_AVAILABLE DATA_
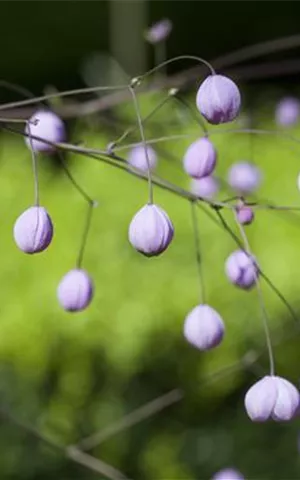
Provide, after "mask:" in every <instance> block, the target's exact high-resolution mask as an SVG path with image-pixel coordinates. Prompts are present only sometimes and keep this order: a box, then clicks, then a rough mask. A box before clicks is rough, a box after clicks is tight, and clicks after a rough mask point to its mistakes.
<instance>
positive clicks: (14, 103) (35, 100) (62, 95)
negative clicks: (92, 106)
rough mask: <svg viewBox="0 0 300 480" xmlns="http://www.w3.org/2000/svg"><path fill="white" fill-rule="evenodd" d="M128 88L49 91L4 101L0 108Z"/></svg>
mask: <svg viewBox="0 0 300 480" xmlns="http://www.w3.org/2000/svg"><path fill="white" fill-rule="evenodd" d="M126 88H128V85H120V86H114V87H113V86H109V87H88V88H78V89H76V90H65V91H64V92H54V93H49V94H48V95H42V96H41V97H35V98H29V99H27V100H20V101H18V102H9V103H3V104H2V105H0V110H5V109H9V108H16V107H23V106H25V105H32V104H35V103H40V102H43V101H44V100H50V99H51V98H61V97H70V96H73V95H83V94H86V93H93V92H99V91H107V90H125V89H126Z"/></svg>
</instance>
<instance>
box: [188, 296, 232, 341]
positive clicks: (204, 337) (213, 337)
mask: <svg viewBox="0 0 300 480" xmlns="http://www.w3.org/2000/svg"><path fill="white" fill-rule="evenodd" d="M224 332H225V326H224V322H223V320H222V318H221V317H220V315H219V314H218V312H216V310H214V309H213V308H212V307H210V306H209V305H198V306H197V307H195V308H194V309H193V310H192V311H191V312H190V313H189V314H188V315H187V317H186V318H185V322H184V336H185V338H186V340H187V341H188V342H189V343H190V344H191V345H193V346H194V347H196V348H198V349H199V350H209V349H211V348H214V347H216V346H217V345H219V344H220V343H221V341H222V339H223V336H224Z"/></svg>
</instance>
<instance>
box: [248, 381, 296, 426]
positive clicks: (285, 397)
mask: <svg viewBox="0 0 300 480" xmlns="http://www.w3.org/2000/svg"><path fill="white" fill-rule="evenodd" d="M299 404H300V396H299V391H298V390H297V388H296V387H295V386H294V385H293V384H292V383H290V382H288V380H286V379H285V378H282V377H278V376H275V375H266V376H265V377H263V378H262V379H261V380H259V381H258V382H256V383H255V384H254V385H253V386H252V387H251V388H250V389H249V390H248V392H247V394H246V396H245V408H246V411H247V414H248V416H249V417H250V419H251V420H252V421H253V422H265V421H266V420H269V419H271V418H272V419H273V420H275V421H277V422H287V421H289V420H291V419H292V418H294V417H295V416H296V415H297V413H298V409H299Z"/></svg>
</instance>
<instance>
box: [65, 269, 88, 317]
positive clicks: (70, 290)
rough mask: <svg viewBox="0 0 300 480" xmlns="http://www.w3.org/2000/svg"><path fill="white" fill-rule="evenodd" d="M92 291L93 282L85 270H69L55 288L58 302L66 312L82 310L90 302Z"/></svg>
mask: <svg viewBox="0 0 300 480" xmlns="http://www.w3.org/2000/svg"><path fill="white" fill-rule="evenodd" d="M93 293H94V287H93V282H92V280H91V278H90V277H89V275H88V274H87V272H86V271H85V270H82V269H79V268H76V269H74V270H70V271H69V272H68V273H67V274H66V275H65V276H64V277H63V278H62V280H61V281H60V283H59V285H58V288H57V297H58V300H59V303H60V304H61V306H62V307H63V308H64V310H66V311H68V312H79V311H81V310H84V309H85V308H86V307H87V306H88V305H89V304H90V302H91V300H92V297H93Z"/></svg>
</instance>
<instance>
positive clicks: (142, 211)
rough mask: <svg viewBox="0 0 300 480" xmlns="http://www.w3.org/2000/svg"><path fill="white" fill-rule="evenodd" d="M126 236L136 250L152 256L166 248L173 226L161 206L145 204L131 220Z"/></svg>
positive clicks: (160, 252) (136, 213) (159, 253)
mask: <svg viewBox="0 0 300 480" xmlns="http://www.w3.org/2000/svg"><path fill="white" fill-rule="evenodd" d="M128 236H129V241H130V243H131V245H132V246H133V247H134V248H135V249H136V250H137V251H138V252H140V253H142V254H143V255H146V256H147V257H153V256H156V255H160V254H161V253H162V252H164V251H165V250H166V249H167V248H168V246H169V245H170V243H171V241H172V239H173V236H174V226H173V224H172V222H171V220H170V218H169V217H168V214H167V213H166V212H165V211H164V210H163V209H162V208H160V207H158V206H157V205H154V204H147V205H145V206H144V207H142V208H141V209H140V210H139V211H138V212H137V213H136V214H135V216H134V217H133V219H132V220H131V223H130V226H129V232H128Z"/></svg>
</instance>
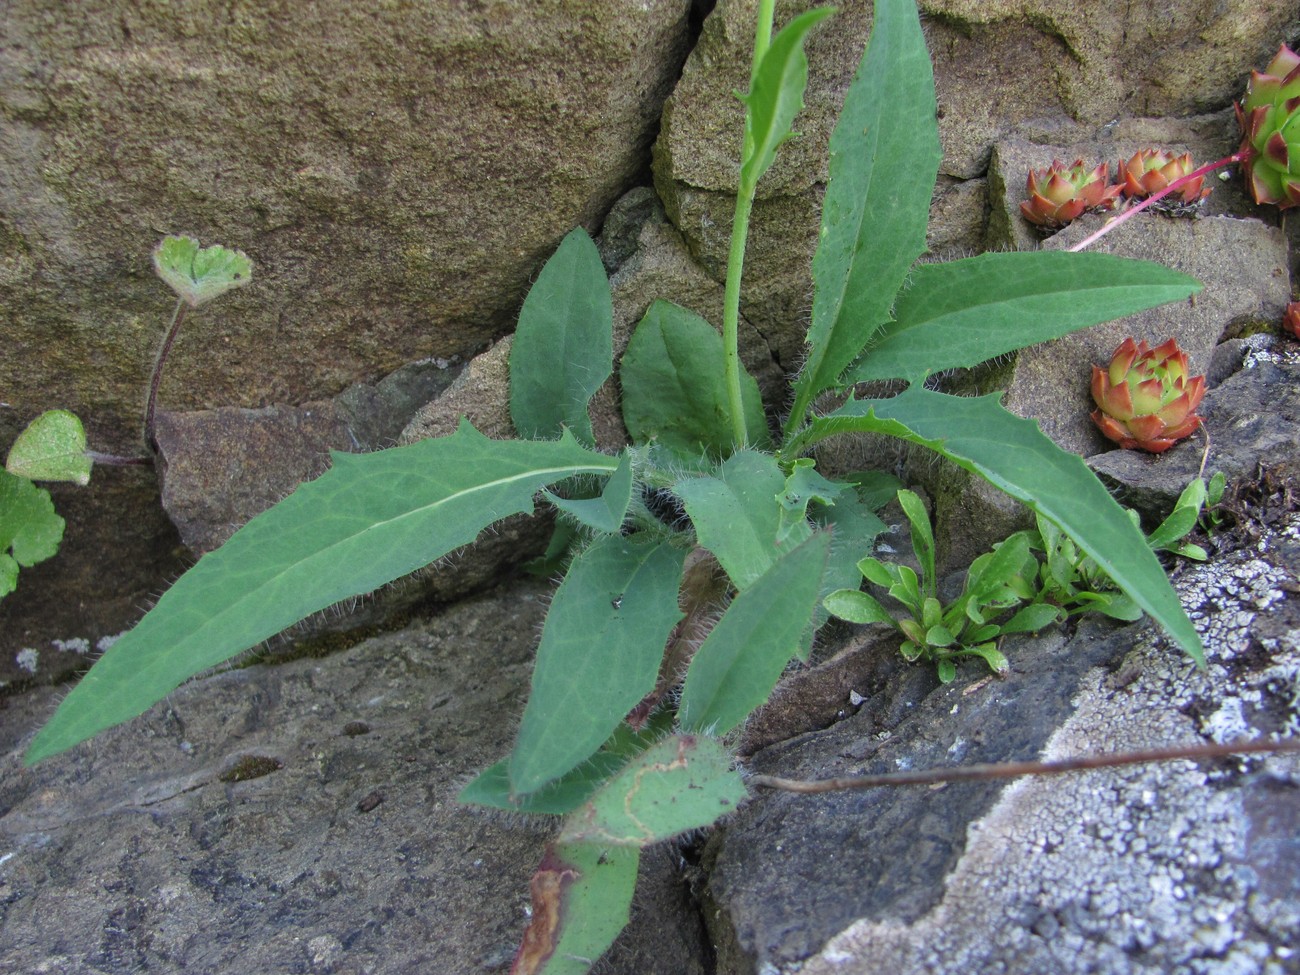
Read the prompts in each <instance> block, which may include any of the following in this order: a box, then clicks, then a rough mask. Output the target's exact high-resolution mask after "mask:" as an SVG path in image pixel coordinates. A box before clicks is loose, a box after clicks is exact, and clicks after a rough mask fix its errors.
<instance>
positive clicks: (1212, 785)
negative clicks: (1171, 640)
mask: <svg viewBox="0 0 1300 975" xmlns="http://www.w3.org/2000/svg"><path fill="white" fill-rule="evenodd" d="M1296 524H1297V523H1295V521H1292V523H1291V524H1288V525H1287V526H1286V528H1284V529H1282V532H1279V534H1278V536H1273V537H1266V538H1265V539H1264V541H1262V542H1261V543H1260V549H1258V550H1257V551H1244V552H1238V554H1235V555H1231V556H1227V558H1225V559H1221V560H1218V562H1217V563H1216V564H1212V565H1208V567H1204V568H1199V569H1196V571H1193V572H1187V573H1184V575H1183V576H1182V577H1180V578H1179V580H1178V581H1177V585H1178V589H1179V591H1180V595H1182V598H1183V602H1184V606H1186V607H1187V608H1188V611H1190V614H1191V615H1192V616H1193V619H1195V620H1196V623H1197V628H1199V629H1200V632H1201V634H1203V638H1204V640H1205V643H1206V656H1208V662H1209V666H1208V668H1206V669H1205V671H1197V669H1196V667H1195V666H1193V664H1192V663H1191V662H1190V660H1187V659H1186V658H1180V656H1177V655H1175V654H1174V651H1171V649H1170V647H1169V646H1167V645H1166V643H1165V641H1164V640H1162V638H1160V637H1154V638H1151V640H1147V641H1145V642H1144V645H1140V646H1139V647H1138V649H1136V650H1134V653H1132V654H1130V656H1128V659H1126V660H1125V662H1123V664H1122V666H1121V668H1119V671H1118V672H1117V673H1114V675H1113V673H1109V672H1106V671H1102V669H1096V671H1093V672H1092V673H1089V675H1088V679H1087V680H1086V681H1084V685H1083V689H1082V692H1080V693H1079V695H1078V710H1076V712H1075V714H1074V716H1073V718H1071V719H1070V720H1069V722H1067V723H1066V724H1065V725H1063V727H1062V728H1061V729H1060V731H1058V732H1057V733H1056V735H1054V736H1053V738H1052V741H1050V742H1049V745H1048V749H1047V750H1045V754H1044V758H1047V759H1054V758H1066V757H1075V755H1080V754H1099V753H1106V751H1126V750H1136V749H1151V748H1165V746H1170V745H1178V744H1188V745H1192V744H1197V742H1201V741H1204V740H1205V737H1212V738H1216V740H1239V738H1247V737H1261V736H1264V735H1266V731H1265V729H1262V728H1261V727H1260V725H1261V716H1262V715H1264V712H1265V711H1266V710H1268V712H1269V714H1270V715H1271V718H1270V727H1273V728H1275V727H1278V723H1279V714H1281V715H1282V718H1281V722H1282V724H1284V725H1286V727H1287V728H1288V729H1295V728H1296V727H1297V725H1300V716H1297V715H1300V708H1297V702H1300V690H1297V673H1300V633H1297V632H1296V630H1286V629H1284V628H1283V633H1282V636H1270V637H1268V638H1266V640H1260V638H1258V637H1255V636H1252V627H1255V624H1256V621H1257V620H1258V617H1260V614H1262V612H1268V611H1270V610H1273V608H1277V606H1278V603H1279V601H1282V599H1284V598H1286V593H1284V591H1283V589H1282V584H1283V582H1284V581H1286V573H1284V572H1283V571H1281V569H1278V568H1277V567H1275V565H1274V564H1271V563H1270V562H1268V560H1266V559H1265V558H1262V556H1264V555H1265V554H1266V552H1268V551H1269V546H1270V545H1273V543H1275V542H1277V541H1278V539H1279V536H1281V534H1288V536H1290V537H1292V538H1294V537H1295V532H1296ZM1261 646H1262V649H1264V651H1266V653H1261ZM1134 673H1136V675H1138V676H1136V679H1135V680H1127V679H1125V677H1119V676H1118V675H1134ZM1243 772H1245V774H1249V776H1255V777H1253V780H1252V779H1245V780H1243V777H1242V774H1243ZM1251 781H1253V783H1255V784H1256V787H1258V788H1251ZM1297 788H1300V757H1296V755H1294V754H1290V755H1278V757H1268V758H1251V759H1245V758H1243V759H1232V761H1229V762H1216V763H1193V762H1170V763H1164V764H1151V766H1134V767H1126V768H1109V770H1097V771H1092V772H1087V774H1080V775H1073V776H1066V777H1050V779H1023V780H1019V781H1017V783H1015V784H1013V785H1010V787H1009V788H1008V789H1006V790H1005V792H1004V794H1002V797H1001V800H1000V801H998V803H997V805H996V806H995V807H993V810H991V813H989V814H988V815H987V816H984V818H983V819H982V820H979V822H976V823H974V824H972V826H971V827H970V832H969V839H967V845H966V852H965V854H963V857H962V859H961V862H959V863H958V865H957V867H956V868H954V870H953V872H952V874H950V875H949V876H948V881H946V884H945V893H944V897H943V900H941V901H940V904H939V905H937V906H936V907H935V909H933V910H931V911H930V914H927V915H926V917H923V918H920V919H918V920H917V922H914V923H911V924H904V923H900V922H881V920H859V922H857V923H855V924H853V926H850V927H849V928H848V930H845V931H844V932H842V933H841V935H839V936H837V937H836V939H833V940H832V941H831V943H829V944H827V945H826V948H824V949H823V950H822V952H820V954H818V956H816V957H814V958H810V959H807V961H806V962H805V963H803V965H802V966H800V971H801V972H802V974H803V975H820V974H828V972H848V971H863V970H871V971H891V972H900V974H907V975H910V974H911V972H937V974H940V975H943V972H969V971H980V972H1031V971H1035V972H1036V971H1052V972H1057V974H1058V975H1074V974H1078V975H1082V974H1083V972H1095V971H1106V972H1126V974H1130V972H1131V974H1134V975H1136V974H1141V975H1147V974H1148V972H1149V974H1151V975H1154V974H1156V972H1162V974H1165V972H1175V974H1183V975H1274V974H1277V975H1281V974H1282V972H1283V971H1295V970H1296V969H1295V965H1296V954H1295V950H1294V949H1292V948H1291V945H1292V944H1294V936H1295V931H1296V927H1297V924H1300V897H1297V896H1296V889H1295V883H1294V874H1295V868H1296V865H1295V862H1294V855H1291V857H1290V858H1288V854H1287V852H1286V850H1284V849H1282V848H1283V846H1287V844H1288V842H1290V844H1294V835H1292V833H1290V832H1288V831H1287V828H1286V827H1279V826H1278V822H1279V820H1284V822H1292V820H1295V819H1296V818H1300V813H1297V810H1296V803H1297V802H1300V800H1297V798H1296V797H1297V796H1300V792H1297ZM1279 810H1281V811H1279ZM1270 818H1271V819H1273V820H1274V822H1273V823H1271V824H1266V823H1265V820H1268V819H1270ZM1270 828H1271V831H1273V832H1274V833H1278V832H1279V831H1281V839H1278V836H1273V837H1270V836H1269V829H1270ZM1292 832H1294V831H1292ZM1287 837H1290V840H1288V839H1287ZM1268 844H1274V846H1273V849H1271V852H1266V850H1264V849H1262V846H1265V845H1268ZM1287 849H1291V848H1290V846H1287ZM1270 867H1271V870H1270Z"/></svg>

_TASK TO CARRY OUT_
Within the data above, determine the number of lines that contain the word "resolution"; write only that number.

_REPLY_
2